▶ _Perguntas_
1. Responda com base na resenha do livro sobre Tituba:
(a) Em que ilha Tituba nasceu?
(b) Em que ano ocorreram os julgamentos de Salem?
(c) Quais relações de Tituba os brancos frequentemente encaravam como provas de sua atividade como bruxa?
2. Continue a resenha do livro sobre Tituba a partir da última frase apresentada.

▶ _Bloco de texto_
Racismo sem fim: uma resenha do livro "Eu, Tibuba: bruxa negra de Salem"

Acabei de ler "Eu, Tituba: bruxa negra de Salem", da escritora francesa Maryse Condé (ed. Rosa dos tempos, 2020). E gostei muitíssimo. A obra reconstitui ficcionalmente a trajetória de Tituba, mulher negra escravizada, nascida na Ilha de Barbados e transportada posteriormente aos Estados Unidos, e que foi uma das mulheres julgadas como bruxas nos famosos julgamentos de Salem, ocorridos em 1692 - e que inspiraram o famoso filme Bruxas de Salem, que traz Tituba como uma das personagens secundárias. A ideia da autora foi dar voz à esta personagem marginalizada e esquecida pela história, narrando em primeira pessoa não apenas os acontecimentos de Salem mas também sua vida pregressa e subsequente, desde sua concepção (consequência de um estupro) até sua morte. O que achei mais interessante (e triste) no livro é a forma como a autora, negra, retrata o absurdo que foi a escravidão. Aliás, eu acho sempre chocante lembrar como até bem pouco tempo atrás alguns seres humanos se julgaram superiores ao ponto de se considerarem donos de outros seres humanos. "Eu, Tituba" narra em detalhes toda a humilhação e violência sofridas pela personagem e por outras pessoas escravizadas, expondo de forma terrivelmente dolorosa o racismo dominante naquele momento - e que infelizmente persiste na atualidade. Eu destacaria também a forma como a autora retrata as relações de Tituba com os mortos e com as plantas e os animais, relações estas que eram frequentemente encaradas pelos brancos como provas de sua atividade como bruxa. O livro trata ainda de muitos outros temas e questões, sempre de uma forma sensível e poética. Recomendo demais!

▶ _Informações extraídas_
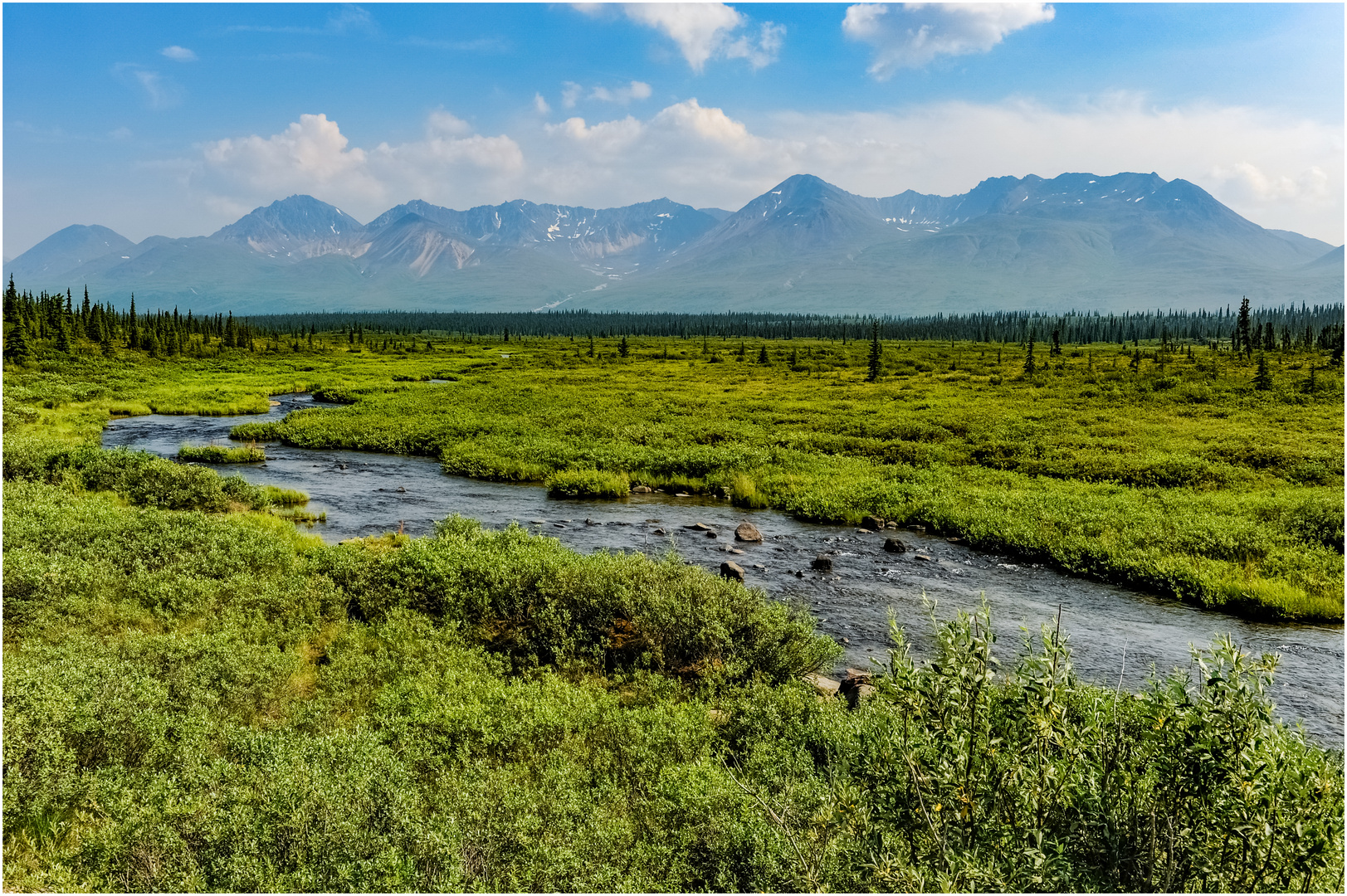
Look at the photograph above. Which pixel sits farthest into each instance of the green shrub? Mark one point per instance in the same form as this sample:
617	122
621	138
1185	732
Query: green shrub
535	601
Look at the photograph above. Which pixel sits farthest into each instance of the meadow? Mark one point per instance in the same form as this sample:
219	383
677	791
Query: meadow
198	697
203	701
1164	468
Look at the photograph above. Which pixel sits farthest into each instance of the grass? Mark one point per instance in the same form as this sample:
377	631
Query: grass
218	455
1140	465
200	699
588	484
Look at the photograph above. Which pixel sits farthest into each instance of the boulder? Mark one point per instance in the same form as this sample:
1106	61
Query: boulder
856	686
858	694
746	533
857	677
825	686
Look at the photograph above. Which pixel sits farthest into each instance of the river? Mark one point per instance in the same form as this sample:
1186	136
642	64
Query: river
1115	635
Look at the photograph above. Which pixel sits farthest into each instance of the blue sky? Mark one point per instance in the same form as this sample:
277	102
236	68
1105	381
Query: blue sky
178	119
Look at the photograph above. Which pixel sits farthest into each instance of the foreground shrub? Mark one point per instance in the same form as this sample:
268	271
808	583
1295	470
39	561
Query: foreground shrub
214	702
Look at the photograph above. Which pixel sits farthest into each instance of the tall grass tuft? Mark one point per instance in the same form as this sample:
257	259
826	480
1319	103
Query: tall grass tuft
220	455
589	484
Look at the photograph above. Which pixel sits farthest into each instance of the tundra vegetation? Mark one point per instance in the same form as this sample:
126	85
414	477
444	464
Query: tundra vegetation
200	697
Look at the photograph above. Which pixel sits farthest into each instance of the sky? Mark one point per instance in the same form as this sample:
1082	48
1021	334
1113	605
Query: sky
177	119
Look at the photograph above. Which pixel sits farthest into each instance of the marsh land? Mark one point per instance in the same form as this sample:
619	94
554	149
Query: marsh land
201	695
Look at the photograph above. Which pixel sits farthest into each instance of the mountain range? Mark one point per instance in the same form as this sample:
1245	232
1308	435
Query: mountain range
1079	240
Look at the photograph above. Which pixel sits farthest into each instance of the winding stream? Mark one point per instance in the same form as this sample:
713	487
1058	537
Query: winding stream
1115	634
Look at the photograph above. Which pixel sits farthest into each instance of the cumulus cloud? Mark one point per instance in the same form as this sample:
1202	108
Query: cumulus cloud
705	30
912	36
1276	172
635	90
314	157
573	93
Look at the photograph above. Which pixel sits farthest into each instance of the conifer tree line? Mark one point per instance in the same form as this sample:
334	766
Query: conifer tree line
1319	325
56	321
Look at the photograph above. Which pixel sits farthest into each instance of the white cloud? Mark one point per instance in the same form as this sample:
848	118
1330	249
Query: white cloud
310	155
704	30
573	93
314	157
761	53
1277	172
635	90
160	92
912	36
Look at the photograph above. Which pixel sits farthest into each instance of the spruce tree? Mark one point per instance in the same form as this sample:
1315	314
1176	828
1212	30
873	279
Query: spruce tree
1243	332
873	362
17	347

▶ _Respostas dadas_
1.
(a) Na Ilha de Barbados.
(b) Em 1692.
(c) As relações dela com os mortos, com as plantas e com os animais.

2.
Trecho do livro: "Eu urrava, e, quanto mais eu urrava, mais eu tinha o desejo de urrar. De urrar meu sofrimento, minha revolta, minha raiva impotente. Que mundo era aquele que tinha feito de mim uma escravizada, uma órfã, uma pária? Que mundo era aquele que me separava dos meus? Que me obrigava a viver entre pessoas que não falavam a minha língua, que não compartilhavam minha religião, num país feio, nada agradável?"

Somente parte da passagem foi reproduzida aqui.